→ **DIRECTIONS**:
**1)** Using the ElasticNet documentation, answer each question in one line, marking the answers (a), (b), and (c). (a) What is assumed about the data when fit_intercept is False? (b) What default value does the class signature give for max_iter? (c) Besides using a precomputed Gram matrix, what does the text say can also be passed as an argument?
**2)** Extract the passage of the ElasticNet documentation from "normalize : boolean, optional" up to and including "passed as argument.", without any changes.

→ **DOCUMENT TEXT**:
== == ==

9.2.6. sklearn.linear_model.ElasticNet¶
- class sklearn.linear_model.ElasticNet(alpha=1.0, rho=0.5, fit_intercept=True, normalize=False, precompute='auto', max_iter=1000, overwrite_X=False, tol=0.0001)¶
Linear Model trained with L1 and L2 prior as regularizer
rho=1 is the lasso penalty. Currently, rho <= 0.01 is not reliable, unless you supply your own sequence of alpha.
Parameters : alpha : float
Constant that multiplies the penalty terms. Defaults to 1.0 See the notes for the exact mathematical meaning of this parameter
rho : float
The ElasticNet mixing parameter, with 0 < rho <= 1. For rho = 0 the penalty is an L1 penalty. For rho = 1 it is an L2 penalty. For 0 < rho < 1, the penalty is a combination of L1 and L2
fit_intercept: bool :
Whether the intercept should be estimated or not. If False, the data is assumed to be already centered.
normalize : boolean, optional
If True, the regressors X are normalized
precompute : True | False | ‘auto’ | array-like
Whether to use a precomputed Gram matrix to speed up calculations. If set to ‘auto’ let us decide. The Gram matrix can also be passed as argument.
max_iter: int, optional :
The maximum number of iterations
overwrite_X : boolean, optional
If True, X will not be copied Default is False
tol: float, optional :
The tolerance for the optimization: if the updates are smaller than ‘tol’, the optimization code checks the dual gap for optimality and continues until it is smaller than tol.

== == ==

→ **PROVIDED DATA**:
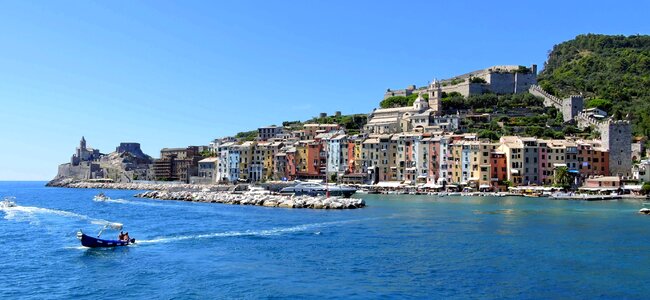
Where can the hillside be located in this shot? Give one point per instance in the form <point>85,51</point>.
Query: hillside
<point>612,72</point>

== == ==

→ **THE SOLUTIONS**:
**1)**
(a) The data is assumed to be already centered.
(b) 1000
(c) The Gram matrix

**2)**
normalize : boolean, optional
If True, the regressors X are normalized
precompute : True | False | ‘auto’ | array-like
Whether to use a precomputed Gram matrix to speed up calculations. If set to ‘auto’ let us decide. The Gram matrix can also be passed as argument.